Problem requirements: Copy out the items word for word from the start through the line containing "M 475 640 L", including that line. Leave the pictures out of your copy.
------ Dataset entries ------
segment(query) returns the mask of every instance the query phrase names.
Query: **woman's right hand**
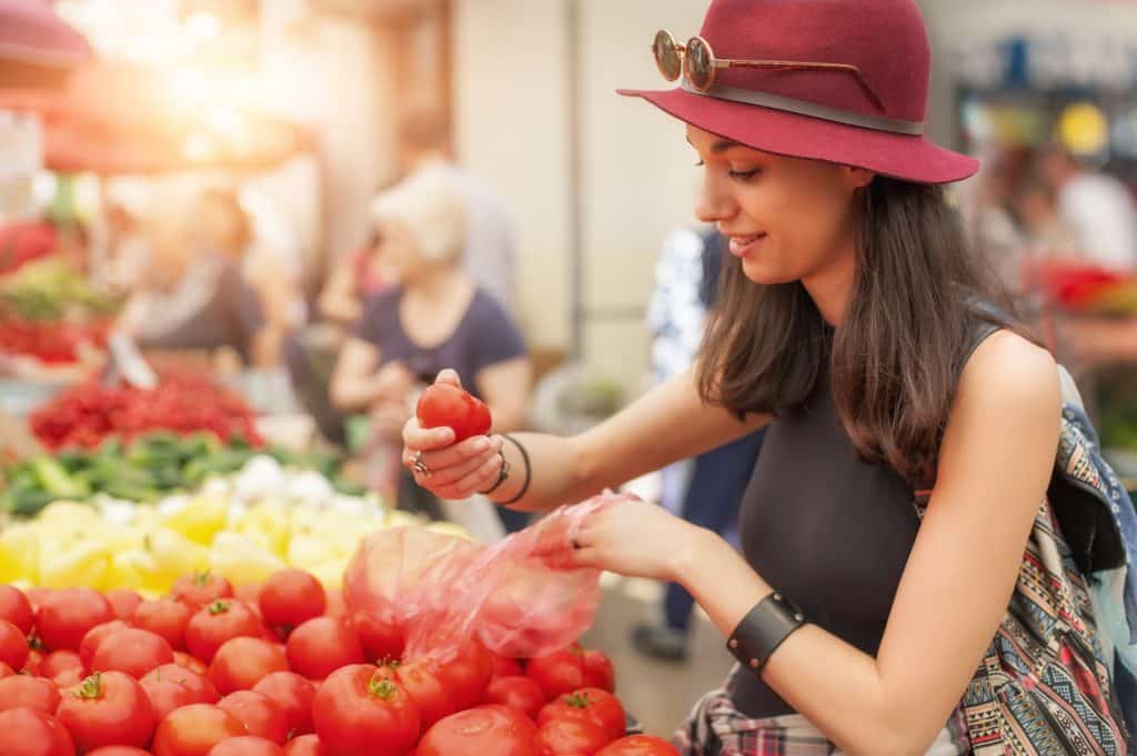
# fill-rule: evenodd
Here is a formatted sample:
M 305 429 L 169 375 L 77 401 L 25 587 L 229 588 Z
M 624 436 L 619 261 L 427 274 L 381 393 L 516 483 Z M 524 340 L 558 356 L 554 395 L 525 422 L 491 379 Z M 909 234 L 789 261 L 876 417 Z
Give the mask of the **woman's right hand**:
M 435 383 L 462 387 L 458 374 L 451 369 L 439 373 Z M 412 415 L 402 426 L 402 464 L 421 487 L 440 499 L 468 499 L 497 482 L 501 443 L 501 437 L 487 435 L 455 443 L 449 427 L 422 427 Z M 422 464 L 417 465 L 418 462 Z

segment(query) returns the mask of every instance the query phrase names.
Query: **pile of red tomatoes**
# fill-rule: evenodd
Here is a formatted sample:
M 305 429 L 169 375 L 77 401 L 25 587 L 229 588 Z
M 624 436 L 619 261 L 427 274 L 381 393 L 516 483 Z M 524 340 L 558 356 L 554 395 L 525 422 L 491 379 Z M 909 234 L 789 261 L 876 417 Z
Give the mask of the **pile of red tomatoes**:
M 475 640 L 401 658 L 392 628 L 287 570 L 259 587 L 186 575 L 172 593 L 0 585 L 6 756 L 674 756 L 625 737 L 612 663 Z

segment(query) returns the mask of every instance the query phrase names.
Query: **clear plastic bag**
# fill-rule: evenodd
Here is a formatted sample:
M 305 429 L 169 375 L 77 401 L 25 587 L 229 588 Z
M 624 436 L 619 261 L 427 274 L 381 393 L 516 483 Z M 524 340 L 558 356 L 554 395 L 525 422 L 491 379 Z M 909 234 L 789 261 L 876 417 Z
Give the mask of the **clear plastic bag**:
M 566 559 L 581 523 L 629 498 L 562 507 L 496 546 L 421 529 L 372 533 L 348 564 L 345 600 L 354 616 L 401 628 L 409 658 L 445 661 L 470 638 L 503 656 L 543 656 L 575 641 L 599 607 L 599 571 Z

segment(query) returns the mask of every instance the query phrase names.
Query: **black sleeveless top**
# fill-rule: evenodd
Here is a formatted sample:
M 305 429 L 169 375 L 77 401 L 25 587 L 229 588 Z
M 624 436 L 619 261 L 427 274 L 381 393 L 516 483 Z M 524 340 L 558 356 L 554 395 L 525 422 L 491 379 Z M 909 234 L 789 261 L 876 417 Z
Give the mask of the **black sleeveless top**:
M 960 364 L 995 330 L 977 326 Z M 912 485 L 857 456 L 827 367 L 805 404 L 769 426 L 739 513 L 746 560 L 810 622 L 875 656 L 919 525 Z M 746 670 L 733 700 L 754 718 L 795 713 Z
------
Correct answer:
segment(query) returns the mask of every instance the query phrase names.
Query: **woman's right hand**
# fill-rule: evenodd
Here is a formatted sample:
M 305 429 L 169 375 L 77 401 L 25 587 L 229 588 Z
M 624 436 L 619 261 L 427 274 L 381 393 L 516 483 Z M 524 340 L 558 356 L 554 395 L 525 422 L 491 379 Z M 909 234 L 789 261 L 876 417 Z
Give the mask of the **woman's right hand**:
M 435 383 L 462 387 L 458 374 L 451 369 L 439 373 Z M 412 415 L 402 426 L 402 464 L 421 487 L 440 499 L 468 499 L 497 482 L 501 443 L 501 437 L 487 435 L 455 443 L 449 427 L 422 427 Z M 422 464 L 417 465 L 418 462 Z

segment(query) returns the mask of every instance the query phrase names.
Query: **pile of red tomatoes**
# fill-rule: evenodd
Here is a formatted sample:
M 305 429 L 169 375 L 77 401 L 25 587 L 229 588 Z
M 624 436 L 619 261 L 427 274 L 381 393 L 516 483 Z M 524 340 L 558 356 L 554 395 L 525 422 L 491 379 Z M 909 234 L 789 261 L 876 417 Z
Give the mask of the **pile of red tomatoes**:
M 475 640 L 401 658 L 392 628 L 287 570 L 259 587 L 186 575 L 172 593 L 0 585 L 6 756 L 674 756 L 625 737 L 612 663 Z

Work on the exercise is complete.